**WHAT THE EXERCISE ASKS**
Beginning with the line where "Indicate every instance of the silhouetted" appears, repeat every remaining line of the entries exactly, the last line included.

**DATA SUPPLIED**
○ ○ ○ ○

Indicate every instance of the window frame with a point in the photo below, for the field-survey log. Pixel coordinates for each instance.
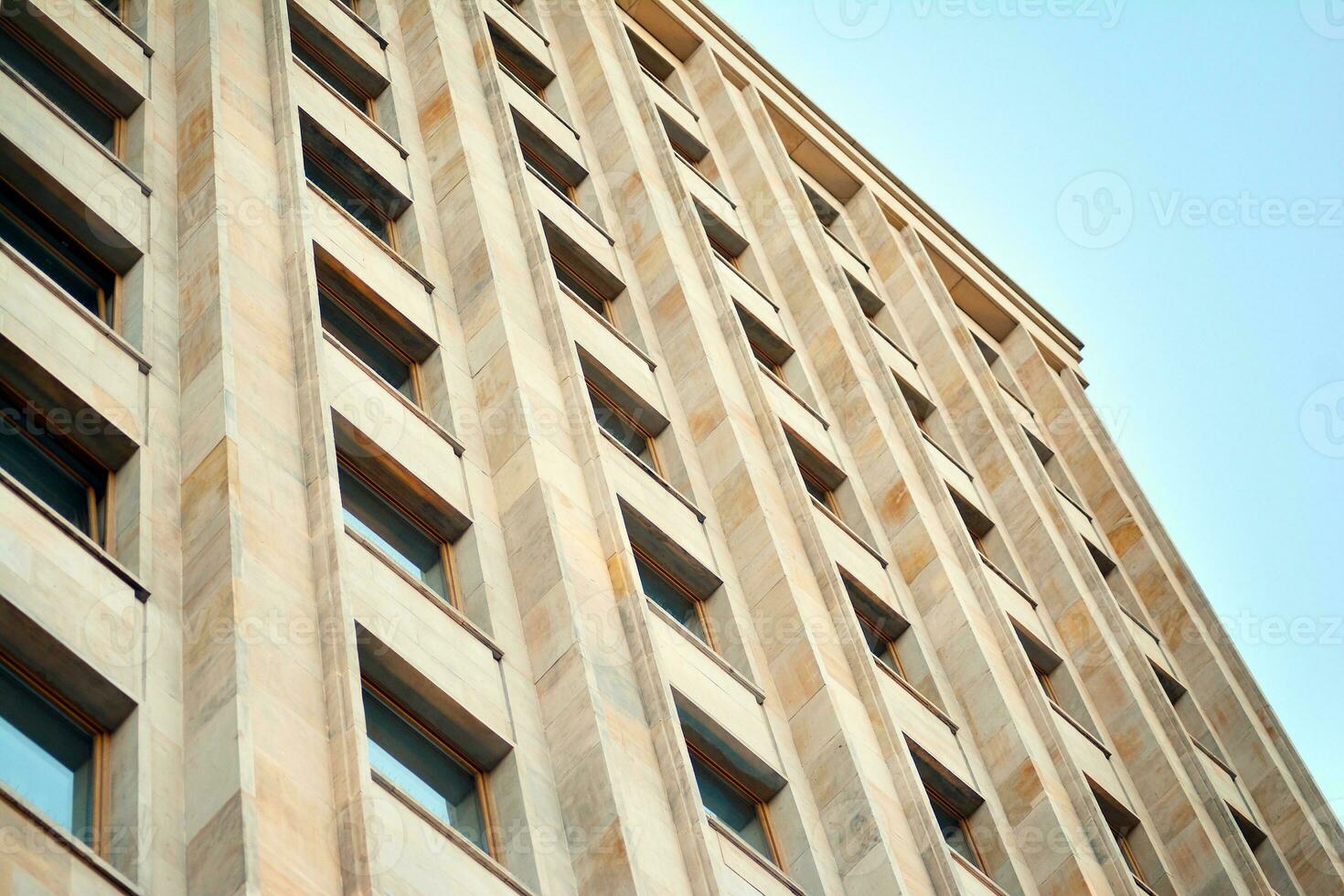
(775, 858)
(700, 610)
(977, 858)
(77, 83)
(109, 306)
(483, 790)
(368, 106)
(445, 547)
(655, 463)
(97, 520)
(325, 288)
(101, 763)
(311, 155)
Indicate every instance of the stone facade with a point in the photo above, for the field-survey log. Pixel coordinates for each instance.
(860, 425)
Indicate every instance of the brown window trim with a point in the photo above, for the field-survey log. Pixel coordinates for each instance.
(763, 810)
(109, 306)
(325, 286)
(689, 595)
(965, 827)
(119, 131)
(451, 581)
(481, 775)
(355, 191)
(655, 461)
(101, 752)
(339, 70)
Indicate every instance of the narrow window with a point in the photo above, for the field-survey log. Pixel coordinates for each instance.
(332, 73)
(669, 594)
(328, 177)
(581, 289)
(357, 334)
(57, 254)
(731, 805)
(955, 830)
(63, 475)
(624, 429)
(48, 753)
(406, 541)
(426, 769)
(50, 77)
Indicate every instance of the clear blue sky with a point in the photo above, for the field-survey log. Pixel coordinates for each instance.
(1207, 280)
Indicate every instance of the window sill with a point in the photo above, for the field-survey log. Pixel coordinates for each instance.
(97, 323)
(528, 25)
(452, 612)
(771, 868)
(1080, 727)
(707, 650)
(788, 389)
(654, 475)
(847, 529)
(126, 30)
(975, 872)
(914, 692)
(1007, 579)
(481, 858)
(611, 326)
(80, 539)
(388, 251)
(368, 28)
(459, 449)
(382, 132)
(574, 206)
(70, 842)
(83, 134)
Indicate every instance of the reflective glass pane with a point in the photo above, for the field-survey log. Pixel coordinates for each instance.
(45, 756)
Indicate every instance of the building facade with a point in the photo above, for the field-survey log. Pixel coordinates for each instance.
(459, 446)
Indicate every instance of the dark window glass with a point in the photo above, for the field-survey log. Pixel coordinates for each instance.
(671, 597)
(34, 452)
(328, 180)
(623, 429)
(732, 806)
(46, 756)
(59, 86)
(331, 73)
(56, 252)
(368, 344)
(397, 535)
(581, 291)
(423, 770)
(955, 830)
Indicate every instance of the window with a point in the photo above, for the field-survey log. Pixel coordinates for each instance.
(332, 71)
(955, 829)
(357, 335)
(669, 594)
(406, 541)
(48, 755)
(580, 289)
(57, 254)
(63, 475)
(731, 805)
(50, 77)
(426, 769)
(624, 429)
(325, 175)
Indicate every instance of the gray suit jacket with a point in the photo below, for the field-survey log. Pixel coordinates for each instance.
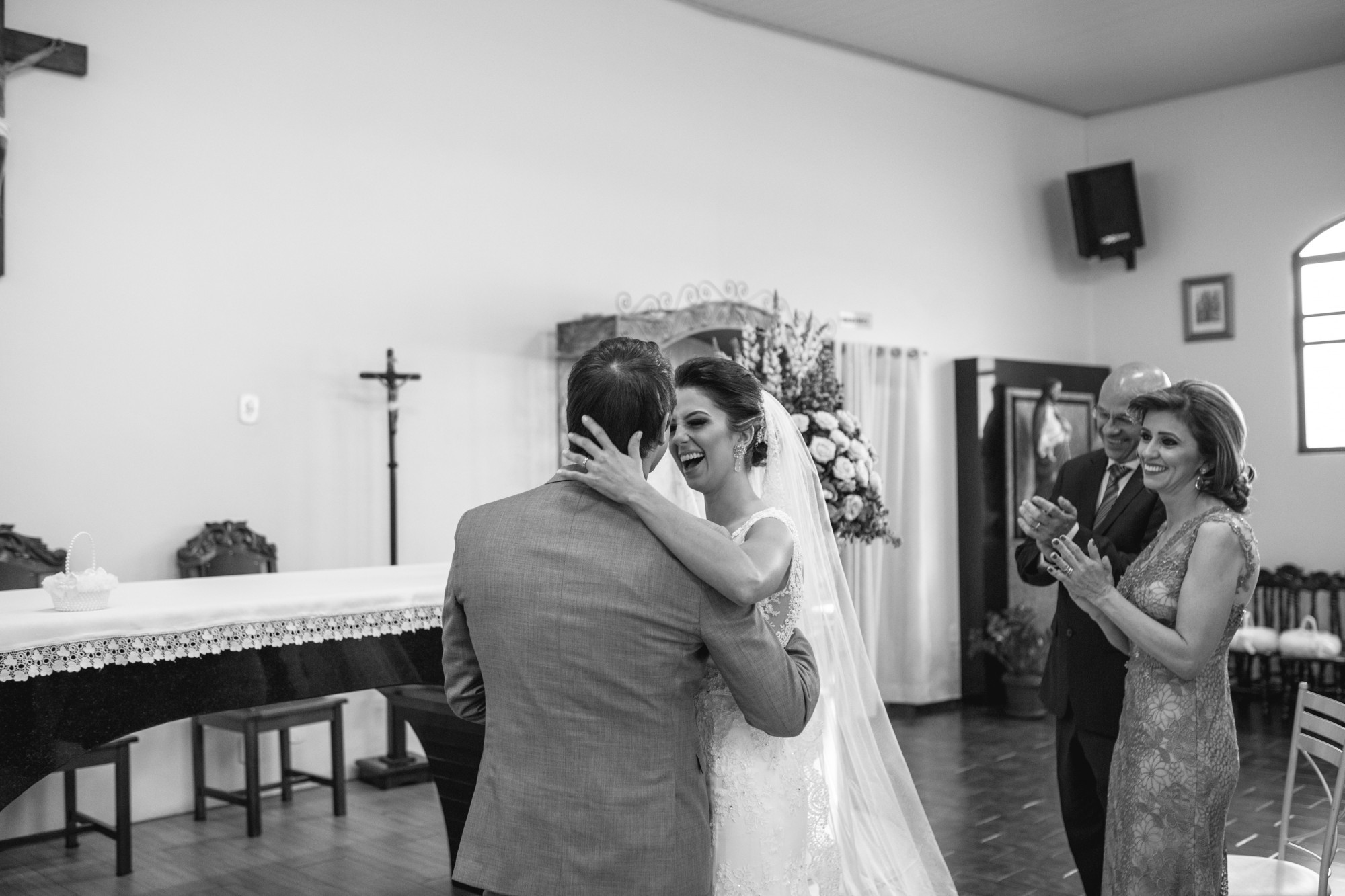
(580, 642)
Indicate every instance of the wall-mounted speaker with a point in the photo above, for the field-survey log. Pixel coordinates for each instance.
(1108, 212)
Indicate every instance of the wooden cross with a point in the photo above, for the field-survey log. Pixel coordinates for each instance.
(393, 380)
(24, 50)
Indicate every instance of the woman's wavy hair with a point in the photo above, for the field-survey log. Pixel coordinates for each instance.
(1221, 431)
(735, 392)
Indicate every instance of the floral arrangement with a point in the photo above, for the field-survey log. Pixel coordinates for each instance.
(1012, 637)
(796, 362)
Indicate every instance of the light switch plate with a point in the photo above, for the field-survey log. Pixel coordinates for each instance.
(249, 408)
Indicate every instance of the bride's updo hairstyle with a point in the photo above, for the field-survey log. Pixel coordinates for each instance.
(735, 392)
(1221, 431)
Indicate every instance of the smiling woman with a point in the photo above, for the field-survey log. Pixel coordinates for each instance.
(1175, 611)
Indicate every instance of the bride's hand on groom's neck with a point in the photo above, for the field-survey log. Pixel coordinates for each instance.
(603, 467)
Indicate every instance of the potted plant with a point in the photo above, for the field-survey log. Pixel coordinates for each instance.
(1012, 637)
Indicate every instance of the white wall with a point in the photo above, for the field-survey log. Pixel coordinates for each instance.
(263, 197)
(1234, 182)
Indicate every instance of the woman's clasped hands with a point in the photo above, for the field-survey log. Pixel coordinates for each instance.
(1086, 576)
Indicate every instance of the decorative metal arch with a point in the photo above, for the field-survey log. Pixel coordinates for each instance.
(668, 318)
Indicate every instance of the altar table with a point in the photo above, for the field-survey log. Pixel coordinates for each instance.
(171, 649)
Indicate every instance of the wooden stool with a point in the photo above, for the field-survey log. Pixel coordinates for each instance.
(116, 752)
(279, 717)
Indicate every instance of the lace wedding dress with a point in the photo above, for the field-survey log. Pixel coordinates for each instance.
(833, 810)
(771, 815)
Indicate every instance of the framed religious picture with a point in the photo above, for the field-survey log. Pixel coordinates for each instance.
(1207, 307)
(1047, 427)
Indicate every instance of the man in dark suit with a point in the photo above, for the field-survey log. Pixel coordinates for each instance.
(1100, 497)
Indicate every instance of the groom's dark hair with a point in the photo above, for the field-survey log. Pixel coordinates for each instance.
(626, 385)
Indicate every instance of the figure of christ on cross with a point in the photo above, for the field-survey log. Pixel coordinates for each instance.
(393, 381)
(24, 50)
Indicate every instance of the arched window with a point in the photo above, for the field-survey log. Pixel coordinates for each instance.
(1320, 325)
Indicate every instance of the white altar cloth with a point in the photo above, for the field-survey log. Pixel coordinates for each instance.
(177, 618)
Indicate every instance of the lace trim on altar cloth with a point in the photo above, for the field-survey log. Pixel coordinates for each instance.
(98, 653)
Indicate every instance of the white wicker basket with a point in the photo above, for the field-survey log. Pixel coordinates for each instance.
(76, 592)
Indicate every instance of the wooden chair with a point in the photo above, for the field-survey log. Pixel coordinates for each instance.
(229, 549)
(25, 561)
(1319, 735)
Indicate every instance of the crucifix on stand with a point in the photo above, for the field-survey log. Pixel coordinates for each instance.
(393, 381)
(24, 50)
(397, 767)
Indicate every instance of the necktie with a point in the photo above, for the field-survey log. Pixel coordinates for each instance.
(1109, 498)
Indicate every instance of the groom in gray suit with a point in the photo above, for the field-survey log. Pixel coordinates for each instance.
(579, 641)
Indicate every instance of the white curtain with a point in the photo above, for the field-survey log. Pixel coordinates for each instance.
(903, 631)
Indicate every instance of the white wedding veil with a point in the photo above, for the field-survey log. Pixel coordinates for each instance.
(886, 842)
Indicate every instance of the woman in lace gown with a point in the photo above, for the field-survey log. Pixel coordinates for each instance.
(829, 811)
(1175, 766)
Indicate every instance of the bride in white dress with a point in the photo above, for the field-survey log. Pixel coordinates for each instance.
(832, 811)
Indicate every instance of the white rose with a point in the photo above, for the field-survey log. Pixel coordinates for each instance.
(825, 420)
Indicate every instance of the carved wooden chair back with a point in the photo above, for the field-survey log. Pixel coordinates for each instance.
(25, 561)
(227, 549)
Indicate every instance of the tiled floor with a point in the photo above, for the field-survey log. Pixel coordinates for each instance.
(988, 783)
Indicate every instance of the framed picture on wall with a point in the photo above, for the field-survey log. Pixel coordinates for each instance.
(1207, 307)
(1046, 428)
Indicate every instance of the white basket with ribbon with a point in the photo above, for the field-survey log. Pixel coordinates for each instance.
(73, 592)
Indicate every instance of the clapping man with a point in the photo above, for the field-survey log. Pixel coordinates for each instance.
(1100, 497)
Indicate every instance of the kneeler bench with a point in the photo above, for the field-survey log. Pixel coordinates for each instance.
(118, 754)
(251, 723)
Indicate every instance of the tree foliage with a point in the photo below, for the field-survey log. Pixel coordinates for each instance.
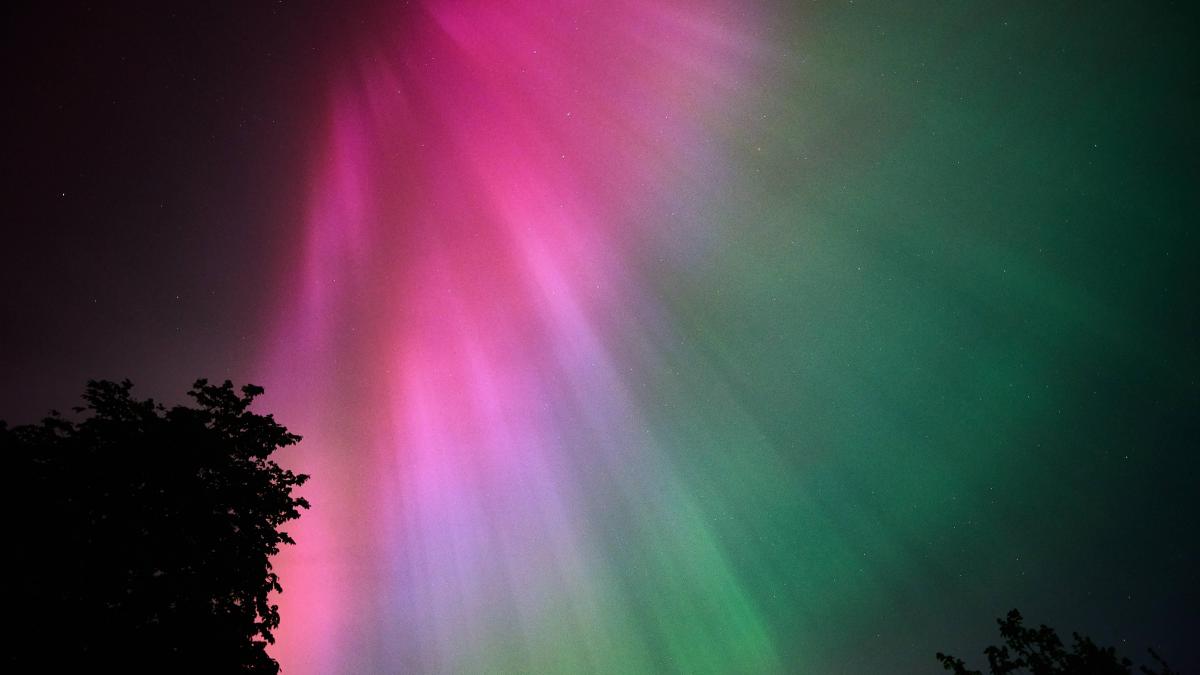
(144, 535)
(1038, 651)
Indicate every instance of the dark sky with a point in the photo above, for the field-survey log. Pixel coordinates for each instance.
(903, 326)
(154, 160)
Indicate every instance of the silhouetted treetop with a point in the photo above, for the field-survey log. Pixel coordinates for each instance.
(1038, 651)
(145, 532)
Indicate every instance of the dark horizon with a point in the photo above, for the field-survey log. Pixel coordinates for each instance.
(655, 335)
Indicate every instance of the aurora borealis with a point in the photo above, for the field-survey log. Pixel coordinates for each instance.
(651, 336)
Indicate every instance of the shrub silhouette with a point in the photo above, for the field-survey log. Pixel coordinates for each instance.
(1038, 651)
(144, 535)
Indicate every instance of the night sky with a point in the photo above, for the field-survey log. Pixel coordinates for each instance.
(646, 335)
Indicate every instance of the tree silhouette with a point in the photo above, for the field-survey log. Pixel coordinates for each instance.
(144, 535)
(1039, 651)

○ ○ ○ ○

**ANSWER TO THIS TASK**
Indicate every instance of the silhouetted treetop with a point in the photo above, for the field-survey log. Pixel coordinates for each instance.
(1038, 651)
(145, 532)
Indicate every instance of the dark horizon with a point in the photo above, for the field-survey log. Pixel coordinates for each instance.
(655, 335)
Indicate every instance of the aurora borealis with a point in the photo above, for the field-survey log. Pixel coordinates for each instance.
(651, 336)
Indicate every instance of the shrub silhouette with a point in the photo above, for the field-survey log. Pixel coordinates for each instance.
(1038, 651)
(144, 535)
Indicate every instance of the night sky with a point in the photo above, for the field-survey log. Pixel coordinates for each instance.
(646, 335)
Indicate every instance of the tree silhouette with a point in the photo above, for the field-survey log. Pixel coordinates for each instance.
(144, 535)
(1039, 651)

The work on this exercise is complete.